WORK ITEM: Set down, word for word, the part of the passage on Department of Energy radiochemical testing starting with "Radiochemical analyses involve" and going on through "frequently analyzed elements.".

READING PASSAGE:

The U.S. Department of Energy faces one of the largest environmental challenges in the world. The Department's Environmental Restoration and Waste Management program has responsibility for identifying and reducing risks and managing waste at 137 sites in 34 states and territories where nuclear energy or weapons research and product resulted in radioactive and hazardous waste contamination.
Tests to quantify radionuclide contamination of soil, sediments, and groundwater will need to precede the remediation activities. Monitoring activities will continue even after completion of remediation activities. The number of radiochemical analyses being performed per year in the United States exceeds one million samples per year.
Radiochemical analyses involve specific isotopes or groups of isotopes. Tests are performed to determine quantities of radioisotopes of uranium, plutonium, cesium, radium, strontium, americium, iodine and a number of less frequently analyzed elements.

[Dataset entries]
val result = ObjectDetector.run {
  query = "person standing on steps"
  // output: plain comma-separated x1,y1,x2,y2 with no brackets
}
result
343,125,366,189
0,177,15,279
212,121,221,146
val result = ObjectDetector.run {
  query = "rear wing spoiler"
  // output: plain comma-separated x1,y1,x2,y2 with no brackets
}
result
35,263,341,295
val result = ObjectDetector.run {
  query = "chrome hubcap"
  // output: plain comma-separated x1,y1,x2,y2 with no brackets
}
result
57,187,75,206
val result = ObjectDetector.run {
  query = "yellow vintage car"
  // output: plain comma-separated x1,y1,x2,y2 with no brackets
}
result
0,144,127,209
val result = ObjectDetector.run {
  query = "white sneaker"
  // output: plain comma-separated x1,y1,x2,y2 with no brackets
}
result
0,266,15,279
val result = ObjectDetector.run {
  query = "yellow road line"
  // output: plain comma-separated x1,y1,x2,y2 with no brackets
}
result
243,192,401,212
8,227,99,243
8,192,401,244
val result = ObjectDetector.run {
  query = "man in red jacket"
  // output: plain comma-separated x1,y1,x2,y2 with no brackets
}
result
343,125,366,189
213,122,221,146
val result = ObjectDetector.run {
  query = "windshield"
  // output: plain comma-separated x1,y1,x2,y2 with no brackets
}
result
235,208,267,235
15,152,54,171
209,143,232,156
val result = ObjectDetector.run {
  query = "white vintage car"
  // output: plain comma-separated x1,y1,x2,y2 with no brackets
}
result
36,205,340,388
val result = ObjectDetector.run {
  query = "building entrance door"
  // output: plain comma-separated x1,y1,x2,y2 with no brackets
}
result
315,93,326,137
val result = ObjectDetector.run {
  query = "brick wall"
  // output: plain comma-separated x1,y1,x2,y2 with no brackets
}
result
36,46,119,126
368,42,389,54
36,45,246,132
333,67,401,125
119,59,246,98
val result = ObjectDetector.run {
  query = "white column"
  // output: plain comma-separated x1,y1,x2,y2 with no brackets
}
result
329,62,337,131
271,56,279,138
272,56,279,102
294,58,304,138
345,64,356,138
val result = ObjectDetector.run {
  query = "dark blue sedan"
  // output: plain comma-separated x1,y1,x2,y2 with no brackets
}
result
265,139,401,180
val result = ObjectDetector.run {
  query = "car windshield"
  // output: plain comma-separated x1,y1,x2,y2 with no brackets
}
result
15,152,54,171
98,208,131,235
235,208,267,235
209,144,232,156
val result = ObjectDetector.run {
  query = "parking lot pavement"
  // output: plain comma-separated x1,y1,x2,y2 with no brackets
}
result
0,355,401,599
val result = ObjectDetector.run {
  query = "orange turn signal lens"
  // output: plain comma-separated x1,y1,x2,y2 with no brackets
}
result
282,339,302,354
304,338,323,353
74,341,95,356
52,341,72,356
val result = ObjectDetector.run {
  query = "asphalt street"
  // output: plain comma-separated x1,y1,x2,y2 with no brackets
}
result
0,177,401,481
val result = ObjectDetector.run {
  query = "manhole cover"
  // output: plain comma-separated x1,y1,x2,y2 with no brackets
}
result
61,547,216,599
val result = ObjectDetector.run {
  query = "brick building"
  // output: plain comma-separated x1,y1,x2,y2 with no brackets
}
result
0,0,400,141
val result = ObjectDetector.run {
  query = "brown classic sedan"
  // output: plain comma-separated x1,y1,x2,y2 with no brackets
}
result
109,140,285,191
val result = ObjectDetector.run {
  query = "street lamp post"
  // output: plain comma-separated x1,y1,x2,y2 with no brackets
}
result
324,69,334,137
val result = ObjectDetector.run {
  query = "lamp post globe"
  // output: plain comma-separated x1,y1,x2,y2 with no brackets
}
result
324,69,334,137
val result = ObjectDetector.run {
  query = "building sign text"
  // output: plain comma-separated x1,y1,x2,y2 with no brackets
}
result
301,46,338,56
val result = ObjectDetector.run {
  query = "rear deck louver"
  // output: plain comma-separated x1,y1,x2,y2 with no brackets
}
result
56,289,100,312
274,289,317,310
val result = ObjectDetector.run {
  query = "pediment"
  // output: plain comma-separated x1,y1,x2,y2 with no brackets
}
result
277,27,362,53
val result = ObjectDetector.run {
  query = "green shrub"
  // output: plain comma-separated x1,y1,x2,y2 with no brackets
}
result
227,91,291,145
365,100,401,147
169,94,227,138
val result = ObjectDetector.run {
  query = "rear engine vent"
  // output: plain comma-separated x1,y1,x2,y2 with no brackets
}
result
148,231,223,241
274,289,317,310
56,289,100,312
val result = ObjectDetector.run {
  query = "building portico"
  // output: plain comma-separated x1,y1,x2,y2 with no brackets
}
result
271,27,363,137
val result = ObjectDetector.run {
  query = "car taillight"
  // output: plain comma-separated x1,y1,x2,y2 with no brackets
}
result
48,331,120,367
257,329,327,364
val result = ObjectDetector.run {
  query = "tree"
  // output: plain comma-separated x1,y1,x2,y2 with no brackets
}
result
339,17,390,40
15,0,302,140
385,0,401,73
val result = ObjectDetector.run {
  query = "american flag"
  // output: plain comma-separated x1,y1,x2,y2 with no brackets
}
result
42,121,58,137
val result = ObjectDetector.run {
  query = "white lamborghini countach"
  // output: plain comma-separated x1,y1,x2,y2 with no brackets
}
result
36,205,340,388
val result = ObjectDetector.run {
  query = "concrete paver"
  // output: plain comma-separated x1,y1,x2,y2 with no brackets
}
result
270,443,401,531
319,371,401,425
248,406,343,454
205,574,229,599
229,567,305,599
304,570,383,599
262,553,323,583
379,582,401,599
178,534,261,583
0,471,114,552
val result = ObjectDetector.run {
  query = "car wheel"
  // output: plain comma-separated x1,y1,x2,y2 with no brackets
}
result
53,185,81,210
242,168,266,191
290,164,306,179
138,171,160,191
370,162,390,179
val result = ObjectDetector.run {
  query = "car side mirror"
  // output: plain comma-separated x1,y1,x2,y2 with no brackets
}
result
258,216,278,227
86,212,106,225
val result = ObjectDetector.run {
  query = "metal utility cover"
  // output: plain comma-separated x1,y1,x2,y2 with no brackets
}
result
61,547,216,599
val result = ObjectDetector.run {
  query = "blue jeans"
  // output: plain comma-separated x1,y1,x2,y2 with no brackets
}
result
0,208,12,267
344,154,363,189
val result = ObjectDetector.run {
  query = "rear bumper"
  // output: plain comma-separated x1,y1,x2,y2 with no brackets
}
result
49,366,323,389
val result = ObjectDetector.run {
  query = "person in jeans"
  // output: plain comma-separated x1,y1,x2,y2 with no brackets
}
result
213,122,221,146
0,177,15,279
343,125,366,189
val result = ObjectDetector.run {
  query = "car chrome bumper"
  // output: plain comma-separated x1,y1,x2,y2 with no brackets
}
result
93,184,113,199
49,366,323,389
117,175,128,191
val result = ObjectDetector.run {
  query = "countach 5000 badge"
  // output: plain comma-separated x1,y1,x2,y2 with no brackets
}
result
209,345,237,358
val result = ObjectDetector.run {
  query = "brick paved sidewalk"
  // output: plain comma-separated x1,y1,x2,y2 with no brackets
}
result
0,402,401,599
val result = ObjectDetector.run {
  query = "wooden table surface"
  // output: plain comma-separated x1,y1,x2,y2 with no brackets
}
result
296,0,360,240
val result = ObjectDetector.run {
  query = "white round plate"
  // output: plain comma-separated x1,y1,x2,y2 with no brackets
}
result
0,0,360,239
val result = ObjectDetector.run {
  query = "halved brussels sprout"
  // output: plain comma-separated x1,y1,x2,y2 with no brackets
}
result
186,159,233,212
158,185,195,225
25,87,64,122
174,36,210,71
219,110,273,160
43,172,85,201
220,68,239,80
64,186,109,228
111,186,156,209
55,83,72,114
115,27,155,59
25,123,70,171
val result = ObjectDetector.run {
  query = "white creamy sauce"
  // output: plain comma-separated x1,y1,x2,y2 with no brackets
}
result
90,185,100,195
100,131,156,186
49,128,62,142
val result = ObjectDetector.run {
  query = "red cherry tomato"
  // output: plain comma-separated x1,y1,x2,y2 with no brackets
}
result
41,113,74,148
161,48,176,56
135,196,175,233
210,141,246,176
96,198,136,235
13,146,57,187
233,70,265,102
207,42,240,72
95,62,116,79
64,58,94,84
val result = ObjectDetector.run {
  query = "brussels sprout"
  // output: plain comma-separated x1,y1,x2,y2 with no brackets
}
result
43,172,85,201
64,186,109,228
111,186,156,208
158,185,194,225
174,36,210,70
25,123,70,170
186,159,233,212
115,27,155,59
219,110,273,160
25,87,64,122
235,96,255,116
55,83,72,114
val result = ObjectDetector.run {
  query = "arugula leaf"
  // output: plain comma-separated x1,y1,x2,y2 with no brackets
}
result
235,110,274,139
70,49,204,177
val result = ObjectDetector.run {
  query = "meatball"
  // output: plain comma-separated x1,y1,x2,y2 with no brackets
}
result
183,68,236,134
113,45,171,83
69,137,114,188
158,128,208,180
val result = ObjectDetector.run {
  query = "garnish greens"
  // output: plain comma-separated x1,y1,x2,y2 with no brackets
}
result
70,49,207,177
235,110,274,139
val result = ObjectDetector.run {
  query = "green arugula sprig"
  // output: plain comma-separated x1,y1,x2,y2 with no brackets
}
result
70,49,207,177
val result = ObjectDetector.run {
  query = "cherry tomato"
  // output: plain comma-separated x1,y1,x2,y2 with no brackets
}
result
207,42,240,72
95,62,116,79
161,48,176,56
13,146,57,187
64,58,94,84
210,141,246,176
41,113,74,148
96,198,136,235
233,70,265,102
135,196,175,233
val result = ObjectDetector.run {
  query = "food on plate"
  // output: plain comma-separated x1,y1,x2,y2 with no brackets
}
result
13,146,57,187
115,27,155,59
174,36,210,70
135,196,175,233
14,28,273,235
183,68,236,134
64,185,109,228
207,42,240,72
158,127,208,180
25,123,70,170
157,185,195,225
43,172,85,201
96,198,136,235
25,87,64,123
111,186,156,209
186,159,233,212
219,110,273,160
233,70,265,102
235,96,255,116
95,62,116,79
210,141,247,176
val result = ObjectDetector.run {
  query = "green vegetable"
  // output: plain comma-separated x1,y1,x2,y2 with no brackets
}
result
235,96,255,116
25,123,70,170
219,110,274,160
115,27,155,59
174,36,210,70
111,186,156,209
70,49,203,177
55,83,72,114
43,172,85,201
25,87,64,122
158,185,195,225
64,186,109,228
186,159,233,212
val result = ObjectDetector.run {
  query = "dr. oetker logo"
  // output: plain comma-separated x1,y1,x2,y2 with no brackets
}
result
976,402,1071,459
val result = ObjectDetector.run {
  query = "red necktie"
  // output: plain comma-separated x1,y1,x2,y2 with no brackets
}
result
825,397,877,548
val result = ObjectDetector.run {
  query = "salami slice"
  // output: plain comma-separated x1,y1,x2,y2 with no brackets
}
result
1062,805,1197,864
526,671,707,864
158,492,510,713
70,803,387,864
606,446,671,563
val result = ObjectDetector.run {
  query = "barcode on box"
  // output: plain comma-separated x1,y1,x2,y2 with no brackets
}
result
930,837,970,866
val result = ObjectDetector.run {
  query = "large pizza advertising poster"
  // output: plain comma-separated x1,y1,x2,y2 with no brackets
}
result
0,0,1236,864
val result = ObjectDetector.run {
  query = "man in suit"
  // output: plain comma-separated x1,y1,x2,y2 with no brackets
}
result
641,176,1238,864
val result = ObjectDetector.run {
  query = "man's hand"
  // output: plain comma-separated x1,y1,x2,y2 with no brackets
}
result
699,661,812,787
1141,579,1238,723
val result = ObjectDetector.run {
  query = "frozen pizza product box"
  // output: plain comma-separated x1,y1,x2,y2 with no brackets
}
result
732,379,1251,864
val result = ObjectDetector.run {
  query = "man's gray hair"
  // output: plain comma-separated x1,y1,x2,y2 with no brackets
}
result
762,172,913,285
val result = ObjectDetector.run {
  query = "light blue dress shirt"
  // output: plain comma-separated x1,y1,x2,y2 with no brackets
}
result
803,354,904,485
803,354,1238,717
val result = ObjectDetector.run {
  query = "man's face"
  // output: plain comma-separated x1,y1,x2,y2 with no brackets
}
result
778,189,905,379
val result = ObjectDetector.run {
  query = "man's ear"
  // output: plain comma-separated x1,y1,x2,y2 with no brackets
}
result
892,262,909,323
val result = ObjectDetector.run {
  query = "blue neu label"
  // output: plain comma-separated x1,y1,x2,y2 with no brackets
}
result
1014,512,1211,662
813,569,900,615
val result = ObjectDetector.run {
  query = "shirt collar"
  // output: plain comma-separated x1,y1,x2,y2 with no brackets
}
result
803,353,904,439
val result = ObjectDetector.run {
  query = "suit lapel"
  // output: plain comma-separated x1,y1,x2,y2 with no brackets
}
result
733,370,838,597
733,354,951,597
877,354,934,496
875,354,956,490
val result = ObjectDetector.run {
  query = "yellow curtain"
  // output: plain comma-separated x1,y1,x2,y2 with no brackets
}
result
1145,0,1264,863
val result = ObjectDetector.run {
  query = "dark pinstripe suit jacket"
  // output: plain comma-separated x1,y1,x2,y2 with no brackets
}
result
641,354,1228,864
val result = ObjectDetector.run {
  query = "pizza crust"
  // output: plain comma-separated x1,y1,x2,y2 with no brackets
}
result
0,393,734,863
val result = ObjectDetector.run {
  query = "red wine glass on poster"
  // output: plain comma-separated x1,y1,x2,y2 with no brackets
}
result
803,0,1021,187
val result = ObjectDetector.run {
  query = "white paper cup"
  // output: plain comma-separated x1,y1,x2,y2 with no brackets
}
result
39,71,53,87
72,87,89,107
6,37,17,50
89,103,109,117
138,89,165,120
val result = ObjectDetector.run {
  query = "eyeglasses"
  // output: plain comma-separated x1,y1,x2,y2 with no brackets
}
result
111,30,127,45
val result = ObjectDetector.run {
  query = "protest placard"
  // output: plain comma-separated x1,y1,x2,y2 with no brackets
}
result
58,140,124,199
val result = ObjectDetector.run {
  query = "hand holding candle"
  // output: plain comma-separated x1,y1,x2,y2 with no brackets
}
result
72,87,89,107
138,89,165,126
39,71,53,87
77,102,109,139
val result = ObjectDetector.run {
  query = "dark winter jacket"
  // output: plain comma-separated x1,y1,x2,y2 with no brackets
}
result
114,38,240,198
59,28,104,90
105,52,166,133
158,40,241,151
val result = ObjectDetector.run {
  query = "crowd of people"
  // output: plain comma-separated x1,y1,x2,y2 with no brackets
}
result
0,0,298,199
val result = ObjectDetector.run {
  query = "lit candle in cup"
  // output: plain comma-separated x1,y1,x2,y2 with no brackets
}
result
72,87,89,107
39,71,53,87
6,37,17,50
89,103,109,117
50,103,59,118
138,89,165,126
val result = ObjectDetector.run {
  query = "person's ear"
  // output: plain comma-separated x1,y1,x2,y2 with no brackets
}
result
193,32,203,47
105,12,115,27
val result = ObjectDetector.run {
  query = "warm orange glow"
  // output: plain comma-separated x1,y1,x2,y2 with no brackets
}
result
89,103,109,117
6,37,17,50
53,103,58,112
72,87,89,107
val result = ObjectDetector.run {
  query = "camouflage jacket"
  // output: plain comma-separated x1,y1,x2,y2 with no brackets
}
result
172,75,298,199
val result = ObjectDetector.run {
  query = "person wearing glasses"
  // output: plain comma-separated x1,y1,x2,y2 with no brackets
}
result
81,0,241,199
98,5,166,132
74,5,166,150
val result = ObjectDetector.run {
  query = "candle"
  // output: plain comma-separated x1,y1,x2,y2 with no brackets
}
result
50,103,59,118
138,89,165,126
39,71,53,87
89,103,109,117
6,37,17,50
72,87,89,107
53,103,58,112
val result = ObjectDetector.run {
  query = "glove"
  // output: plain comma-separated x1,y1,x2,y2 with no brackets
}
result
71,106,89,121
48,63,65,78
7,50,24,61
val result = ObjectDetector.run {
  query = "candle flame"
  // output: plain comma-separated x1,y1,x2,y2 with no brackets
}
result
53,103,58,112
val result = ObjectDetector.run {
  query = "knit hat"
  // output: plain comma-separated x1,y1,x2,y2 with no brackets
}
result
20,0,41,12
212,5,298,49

RESULT OF THE TASK:
Radiochemical analyses involve specific isotopes or groups of isotopes. Tests are performed to determine quantities of radioisotopes of uranium, plutonium, cesium, radium, strontium, americium, iodine and a number of less frequently analyzed elements.